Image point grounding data
• • • • • • •
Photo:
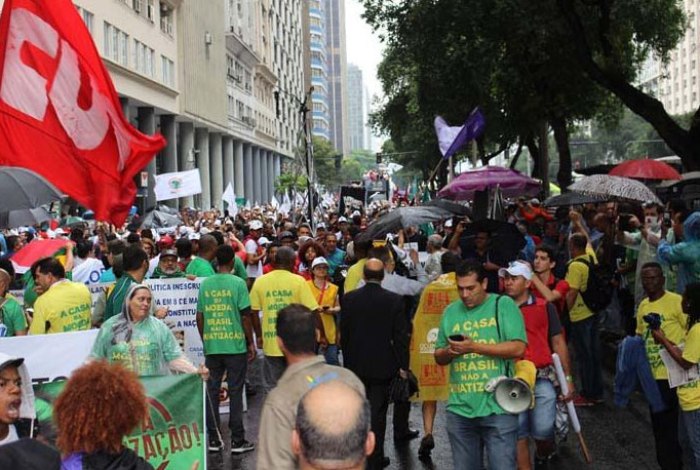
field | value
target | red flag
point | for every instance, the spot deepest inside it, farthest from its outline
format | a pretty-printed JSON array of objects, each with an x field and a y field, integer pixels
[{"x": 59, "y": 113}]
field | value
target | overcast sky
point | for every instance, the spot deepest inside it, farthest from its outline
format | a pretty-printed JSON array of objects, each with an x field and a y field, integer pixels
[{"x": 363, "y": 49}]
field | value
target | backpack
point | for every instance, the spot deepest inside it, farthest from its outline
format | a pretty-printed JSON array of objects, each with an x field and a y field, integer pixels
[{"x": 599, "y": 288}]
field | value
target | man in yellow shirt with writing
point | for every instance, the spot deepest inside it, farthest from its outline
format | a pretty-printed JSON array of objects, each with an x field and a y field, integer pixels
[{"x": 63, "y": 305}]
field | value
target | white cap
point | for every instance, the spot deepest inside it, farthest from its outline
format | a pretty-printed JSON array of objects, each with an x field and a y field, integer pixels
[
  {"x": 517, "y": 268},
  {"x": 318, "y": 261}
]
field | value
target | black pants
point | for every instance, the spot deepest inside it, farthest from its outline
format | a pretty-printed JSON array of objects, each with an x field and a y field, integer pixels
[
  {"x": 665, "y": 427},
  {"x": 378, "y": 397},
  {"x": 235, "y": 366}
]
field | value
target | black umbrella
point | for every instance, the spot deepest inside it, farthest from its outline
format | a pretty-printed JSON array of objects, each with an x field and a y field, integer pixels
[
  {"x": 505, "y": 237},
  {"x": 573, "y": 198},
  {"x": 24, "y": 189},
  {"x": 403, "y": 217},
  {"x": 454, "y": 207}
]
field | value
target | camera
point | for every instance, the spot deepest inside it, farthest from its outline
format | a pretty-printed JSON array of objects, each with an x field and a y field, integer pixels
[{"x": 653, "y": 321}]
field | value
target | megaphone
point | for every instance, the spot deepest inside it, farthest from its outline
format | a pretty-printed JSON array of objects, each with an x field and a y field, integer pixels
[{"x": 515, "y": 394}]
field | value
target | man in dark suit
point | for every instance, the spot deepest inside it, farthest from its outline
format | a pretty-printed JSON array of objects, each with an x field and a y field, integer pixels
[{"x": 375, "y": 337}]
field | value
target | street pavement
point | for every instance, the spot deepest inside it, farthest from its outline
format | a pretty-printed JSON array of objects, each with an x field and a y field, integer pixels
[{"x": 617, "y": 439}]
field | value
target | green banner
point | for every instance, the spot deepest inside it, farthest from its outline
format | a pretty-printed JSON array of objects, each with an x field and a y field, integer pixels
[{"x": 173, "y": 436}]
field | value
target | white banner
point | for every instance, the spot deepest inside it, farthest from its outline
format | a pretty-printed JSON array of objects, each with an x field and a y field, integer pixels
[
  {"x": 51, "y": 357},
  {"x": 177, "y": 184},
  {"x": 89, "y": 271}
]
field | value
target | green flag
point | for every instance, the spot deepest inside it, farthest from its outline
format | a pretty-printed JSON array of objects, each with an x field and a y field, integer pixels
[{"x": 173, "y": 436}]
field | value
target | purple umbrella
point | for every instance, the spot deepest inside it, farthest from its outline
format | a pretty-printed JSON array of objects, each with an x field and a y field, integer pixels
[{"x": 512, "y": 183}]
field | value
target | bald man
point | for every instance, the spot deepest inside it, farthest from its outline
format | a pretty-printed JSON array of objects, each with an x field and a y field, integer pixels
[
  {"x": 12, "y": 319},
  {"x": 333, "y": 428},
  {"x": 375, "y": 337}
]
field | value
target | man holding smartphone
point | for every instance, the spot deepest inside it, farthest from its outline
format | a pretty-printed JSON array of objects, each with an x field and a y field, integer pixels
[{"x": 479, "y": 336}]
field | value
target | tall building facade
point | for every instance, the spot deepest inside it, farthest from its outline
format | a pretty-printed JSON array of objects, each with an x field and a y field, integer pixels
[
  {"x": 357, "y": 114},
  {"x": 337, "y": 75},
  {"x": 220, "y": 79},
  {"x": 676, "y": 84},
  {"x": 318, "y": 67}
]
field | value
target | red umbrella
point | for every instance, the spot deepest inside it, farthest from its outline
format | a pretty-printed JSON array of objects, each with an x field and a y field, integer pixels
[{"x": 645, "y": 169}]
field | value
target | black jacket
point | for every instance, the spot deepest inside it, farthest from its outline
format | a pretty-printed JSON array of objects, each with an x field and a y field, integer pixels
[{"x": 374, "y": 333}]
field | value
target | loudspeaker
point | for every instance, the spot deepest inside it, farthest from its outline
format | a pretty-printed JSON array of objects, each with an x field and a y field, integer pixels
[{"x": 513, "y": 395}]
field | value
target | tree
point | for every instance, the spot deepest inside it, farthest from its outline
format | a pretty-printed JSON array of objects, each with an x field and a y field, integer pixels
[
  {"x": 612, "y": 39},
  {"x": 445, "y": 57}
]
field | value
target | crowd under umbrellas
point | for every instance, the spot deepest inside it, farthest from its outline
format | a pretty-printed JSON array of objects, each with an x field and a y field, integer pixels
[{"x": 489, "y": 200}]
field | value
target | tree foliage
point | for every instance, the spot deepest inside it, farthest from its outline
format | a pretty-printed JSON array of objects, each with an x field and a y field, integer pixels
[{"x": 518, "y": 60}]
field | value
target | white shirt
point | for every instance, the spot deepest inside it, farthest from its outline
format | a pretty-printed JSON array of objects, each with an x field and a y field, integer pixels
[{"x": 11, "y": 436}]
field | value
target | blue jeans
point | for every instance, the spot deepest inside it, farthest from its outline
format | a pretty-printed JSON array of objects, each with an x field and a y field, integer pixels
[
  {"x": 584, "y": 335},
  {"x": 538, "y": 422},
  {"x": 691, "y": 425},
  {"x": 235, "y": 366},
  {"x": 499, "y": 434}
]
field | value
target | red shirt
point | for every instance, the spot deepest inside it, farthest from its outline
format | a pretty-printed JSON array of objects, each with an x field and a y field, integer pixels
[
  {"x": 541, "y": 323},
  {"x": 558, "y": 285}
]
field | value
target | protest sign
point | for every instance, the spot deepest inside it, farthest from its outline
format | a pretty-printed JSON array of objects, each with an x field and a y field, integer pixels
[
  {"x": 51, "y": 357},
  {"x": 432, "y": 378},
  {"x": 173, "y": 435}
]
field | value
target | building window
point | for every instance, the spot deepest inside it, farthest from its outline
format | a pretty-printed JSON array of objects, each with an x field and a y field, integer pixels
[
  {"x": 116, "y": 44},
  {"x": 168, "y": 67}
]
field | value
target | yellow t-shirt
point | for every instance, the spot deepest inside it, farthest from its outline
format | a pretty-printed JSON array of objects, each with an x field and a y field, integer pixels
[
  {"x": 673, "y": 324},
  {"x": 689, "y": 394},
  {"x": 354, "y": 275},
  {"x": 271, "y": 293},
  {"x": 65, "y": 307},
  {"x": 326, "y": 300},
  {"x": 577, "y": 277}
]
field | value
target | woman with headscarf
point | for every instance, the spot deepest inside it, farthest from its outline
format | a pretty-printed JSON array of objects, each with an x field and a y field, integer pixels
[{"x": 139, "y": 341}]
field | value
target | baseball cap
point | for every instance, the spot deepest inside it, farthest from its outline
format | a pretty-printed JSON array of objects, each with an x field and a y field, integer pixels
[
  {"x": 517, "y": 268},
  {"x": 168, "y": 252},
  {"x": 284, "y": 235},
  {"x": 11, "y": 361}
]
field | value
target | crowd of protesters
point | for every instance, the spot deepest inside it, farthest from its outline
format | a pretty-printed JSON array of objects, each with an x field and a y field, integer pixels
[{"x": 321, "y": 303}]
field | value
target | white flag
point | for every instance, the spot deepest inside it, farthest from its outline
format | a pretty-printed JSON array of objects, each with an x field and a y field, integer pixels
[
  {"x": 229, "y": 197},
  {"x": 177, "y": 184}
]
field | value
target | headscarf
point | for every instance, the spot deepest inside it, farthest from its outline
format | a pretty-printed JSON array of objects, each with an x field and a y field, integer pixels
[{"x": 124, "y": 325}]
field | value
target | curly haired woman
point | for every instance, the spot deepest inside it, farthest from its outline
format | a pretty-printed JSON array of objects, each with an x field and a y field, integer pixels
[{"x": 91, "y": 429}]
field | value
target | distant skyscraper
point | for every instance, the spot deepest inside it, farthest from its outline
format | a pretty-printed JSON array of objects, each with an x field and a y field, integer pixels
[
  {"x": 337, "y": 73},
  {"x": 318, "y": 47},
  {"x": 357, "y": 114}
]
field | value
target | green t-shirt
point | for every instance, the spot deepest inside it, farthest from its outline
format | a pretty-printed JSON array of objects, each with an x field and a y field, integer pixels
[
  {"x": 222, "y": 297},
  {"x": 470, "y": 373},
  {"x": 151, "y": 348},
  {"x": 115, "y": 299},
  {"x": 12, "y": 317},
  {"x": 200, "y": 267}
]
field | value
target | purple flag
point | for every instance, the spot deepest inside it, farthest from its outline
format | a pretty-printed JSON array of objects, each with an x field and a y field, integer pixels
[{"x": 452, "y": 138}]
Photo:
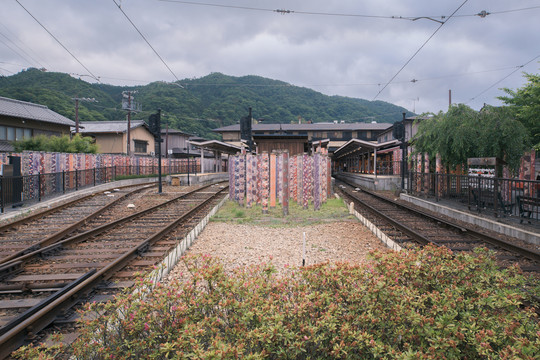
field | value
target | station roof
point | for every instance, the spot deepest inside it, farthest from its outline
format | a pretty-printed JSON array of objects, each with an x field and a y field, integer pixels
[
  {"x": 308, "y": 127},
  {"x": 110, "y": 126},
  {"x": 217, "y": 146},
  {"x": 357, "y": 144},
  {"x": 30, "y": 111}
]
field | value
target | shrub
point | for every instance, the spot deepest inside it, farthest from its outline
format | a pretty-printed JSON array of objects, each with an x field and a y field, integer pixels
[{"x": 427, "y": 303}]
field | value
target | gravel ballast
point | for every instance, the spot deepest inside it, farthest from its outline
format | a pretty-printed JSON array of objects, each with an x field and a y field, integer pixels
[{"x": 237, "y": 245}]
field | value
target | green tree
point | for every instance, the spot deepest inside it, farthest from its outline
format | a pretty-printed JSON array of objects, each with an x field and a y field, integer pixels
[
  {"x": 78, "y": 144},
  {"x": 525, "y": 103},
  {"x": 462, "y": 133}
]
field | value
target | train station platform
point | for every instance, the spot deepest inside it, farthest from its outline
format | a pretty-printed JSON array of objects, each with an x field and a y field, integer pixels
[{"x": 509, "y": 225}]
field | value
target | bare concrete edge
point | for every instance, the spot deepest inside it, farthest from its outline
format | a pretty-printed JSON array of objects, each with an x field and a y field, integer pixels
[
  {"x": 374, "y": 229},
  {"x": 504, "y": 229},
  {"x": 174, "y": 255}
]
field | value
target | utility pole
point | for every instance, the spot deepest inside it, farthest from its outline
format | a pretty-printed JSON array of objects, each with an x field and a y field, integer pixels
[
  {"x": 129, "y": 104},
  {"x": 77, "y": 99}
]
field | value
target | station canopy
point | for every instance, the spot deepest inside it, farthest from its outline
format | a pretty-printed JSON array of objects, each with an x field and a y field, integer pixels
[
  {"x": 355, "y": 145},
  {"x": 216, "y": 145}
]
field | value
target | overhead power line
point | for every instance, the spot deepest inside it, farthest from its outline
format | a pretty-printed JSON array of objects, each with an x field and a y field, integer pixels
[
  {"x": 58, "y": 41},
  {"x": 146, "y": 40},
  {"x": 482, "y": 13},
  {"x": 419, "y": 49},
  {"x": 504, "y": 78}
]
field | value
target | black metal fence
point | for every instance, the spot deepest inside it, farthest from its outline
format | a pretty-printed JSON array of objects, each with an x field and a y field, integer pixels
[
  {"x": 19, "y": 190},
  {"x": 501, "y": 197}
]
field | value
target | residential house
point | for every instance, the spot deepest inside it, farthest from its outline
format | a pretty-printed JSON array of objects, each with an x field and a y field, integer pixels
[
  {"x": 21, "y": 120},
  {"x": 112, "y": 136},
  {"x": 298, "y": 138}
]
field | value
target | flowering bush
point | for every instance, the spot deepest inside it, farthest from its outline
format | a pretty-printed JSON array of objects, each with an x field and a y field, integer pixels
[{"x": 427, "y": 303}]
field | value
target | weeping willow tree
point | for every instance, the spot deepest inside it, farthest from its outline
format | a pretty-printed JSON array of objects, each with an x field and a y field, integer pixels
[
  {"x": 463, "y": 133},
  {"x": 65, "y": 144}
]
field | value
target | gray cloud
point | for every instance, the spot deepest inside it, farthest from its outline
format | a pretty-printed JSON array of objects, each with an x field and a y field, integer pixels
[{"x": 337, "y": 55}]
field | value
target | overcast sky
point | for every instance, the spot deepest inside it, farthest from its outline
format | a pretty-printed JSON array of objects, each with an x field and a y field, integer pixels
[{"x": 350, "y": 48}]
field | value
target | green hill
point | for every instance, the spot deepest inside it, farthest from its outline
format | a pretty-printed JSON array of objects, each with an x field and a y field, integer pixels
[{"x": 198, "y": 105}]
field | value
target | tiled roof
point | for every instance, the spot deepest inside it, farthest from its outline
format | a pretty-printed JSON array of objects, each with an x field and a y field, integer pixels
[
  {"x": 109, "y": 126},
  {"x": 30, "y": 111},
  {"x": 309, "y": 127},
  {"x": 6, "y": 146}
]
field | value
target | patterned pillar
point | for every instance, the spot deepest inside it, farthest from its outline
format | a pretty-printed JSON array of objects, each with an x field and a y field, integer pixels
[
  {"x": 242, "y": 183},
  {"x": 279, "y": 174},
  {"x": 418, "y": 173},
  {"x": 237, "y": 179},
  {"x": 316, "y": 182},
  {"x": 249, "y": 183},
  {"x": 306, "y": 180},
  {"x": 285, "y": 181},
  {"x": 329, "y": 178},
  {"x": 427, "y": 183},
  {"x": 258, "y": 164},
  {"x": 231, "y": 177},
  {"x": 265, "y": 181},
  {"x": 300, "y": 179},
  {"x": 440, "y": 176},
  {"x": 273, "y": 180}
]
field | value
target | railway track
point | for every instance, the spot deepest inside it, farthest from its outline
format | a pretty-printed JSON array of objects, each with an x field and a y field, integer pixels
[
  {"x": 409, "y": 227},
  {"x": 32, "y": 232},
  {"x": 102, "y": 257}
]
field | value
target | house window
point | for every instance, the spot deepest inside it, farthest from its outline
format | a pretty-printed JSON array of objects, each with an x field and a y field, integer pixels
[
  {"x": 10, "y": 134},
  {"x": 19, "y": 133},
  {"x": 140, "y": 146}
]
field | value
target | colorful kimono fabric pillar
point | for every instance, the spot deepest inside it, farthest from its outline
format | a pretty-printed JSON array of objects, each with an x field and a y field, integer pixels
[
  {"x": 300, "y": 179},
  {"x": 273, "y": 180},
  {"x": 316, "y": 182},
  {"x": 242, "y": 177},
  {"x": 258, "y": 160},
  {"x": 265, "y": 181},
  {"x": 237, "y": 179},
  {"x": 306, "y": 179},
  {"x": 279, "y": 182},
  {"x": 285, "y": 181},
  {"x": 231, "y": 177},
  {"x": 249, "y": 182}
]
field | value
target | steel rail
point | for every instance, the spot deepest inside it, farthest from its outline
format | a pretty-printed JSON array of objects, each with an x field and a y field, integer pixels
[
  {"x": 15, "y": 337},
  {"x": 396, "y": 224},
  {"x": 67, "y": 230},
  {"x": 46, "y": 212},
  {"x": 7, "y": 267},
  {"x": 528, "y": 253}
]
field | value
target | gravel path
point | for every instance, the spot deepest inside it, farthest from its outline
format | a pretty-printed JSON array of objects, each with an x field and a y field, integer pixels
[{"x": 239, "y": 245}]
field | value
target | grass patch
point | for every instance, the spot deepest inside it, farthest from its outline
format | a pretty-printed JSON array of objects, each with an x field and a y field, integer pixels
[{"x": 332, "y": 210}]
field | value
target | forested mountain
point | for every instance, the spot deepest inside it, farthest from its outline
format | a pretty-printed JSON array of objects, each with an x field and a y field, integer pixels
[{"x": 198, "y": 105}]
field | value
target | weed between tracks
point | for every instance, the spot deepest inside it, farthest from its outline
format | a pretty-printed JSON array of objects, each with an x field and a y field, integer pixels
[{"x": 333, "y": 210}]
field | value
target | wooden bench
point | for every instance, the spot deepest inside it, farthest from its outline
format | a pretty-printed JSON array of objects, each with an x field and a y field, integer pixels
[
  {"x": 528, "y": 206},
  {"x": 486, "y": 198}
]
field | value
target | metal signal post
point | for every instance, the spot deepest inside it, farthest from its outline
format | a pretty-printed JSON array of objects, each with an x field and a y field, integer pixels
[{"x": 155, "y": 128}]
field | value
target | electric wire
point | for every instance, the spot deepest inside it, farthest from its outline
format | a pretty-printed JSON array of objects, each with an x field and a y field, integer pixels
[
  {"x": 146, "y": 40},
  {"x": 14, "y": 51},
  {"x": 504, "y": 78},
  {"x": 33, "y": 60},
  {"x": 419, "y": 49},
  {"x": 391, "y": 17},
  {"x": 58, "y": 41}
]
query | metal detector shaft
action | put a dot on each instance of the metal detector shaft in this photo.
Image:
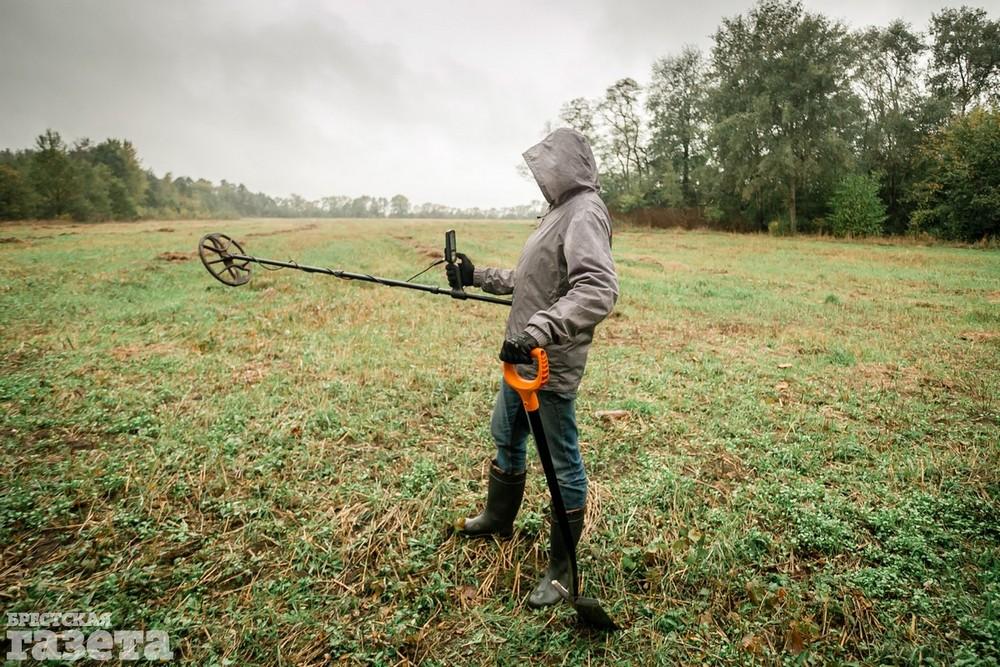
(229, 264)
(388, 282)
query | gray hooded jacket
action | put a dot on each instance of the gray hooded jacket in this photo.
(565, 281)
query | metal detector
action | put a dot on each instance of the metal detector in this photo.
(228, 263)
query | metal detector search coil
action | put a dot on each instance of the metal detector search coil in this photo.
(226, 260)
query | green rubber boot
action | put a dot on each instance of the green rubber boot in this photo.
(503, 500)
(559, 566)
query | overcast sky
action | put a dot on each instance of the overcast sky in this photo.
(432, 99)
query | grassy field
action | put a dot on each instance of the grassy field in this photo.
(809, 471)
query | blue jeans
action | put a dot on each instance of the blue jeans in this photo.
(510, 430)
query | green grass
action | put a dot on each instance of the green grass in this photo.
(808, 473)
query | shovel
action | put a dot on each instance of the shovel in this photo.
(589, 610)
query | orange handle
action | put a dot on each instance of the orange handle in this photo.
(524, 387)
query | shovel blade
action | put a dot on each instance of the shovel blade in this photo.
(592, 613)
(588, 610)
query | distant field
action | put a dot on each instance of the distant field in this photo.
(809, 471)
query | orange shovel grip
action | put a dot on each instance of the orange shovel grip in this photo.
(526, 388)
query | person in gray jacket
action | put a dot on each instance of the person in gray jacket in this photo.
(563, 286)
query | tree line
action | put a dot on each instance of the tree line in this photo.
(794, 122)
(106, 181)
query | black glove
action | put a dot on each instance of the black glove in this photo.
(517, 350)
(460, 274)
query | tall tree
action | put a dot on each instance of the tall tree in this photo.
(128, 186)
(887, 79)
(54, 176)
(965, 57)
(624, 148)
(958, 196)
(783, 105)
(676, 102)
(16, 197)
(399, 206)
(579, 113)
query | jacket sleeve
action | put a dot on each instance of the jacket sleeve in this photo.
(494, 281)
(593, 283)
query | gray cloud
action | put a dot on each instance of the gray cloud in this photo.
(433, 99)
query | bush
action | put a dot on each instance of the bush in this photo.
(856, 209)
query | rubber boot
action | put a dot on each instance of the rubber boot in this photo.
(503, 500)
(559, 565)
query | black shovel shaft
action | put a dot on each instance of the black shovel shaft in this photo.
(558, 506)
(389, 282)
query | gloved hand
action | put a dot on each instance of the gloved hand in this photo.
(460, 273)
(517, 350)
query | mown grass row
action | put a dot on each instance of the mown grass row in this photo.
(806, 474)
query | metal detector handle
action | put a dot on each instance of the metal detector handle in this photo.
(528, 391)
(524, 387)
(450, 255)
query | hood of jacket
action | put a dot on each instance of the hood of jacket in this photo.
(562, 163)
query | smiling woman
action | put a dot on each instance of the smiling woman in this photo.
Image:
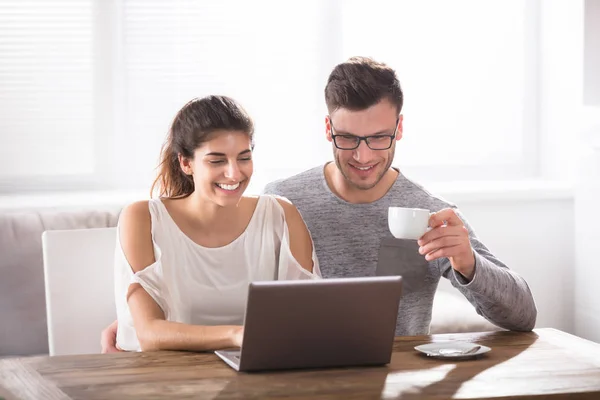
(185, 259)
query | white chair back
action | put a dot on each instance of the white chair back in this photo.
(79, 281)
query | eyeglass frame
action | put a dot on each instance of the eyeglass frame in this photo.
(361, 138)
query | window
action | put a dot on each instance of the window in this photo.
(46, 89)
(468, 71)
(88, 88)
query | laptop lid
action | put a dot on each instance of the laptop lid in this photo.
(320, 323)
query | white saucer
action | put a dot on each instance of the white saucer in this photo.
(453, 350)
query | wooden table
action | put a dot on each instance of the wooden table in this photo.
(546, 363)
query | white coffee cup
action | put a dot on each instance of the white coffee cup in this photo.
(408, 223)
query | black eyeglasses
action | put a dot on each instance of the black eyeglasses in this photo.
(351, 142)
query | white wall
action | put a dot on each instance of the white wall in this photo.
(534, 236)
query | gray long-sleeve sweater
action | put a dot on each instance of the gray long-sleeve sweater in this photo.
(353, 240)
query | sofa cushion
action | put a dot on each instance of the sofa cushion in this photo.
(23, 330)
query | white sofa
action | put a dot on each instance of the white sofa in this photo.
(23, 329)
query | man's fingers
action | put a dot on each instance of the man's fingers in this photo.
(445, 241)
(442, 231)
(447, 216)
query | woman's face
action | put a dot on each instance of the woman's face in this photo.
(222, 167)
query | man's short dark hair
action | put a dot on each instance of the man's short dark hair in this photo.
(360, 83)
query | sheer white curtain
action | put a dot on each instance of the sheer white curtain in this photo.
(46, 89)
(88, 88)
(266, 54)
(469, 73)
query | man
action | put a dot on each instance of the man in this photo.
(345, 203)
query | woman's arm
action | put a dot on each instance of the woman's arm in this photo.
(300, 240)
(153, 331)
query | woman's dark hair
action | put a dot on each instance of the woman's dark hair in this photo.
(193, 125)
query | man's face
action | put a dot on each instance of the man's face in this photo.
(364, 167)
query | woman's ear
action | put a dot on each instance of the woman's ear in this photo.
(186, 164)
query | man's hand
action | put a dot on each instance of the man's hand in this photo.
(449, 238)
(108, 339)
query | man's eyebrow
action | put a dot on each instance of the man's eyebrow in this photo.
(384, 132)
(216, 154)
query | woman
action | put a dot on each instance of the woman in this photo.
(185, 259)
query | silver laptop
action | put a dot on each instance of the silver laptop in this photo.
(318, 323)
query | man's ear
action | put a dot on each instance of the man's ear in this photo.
• • • • • • •
# What is needed
What you return must match the lines from the top of the data through the line with "target | megaphone" exactly, with the pictures removed.

# Answer for the task
Photo:
field | value
target | red flag
point | for every instance, the spot deepest inside it, farthest from its outline
format | a pretty-printed JSON array of objects, each with an x field and a y field, integer pixels
[{"x": 59, "y": 113}]
field | value
target | overcast sky
point | for every instance, the spot deepest inside it, farthest from its outline
format | a pretty-printed JSON array of objects, each with an x field and a y field, integer pixels
[{"x": 363, "y": 49}]
field | value
target | backpack
point | for every instance, the spot deepest inside it, farthest from its outline
format | a pretty-printed JSON array of objects, each with an x field and a y field, integer pixels
[{"x": 599, "y": 288}]
field | value
target | man in yellow shirt with writing
point | for every instance, the spot deepest inside it, farthest from its outline
format | a pretty-printed JSON array of objects, each with an x field and a y field, integer pixels
[{"x": 63, "y": 305}]
field | value
target | white cap
point | for every instance, the spot deepest inside it, farthest from its outline
format | a pretty-printed JSON array of objects, each with an x field and a y field, integer pixels
[
  {"x": 517, "y": 268},
  {"x": 318, "y": 261}
]
field | value
target | black pants
point | for every instance, the spot deepest inside it, farthest from its outline
format | a pretty-printed JSON array of objects, each with an x field and a y field, integer pixels
[
  {"x": 665, "y": 427},
  {"x": 378, "y": 397},
  {"x": 235, "y": 366}
]
field | value
target | black umbrella
point | for every instance, the spot deepest inside it, farthest from its outline
format | a pretty-printed JSON array of objects, each with an x field and a y field, integer pixels
[
  {"x": 505, "y": 237},
  {"x": 573, "y": 198},
  {"x": 24, "y": 189},
  {"x": 403, "y": 217},
  {"x": 454, "y": 207}
]
field | value
target | camera
point | for every instance, the spot deepest inside it, farthest from its outline
format | a pretty-printed JSON array of objects, each with an x field and a y field, integer pixels
[{"x": 653, "y": 321}]
field | value
target | megaphone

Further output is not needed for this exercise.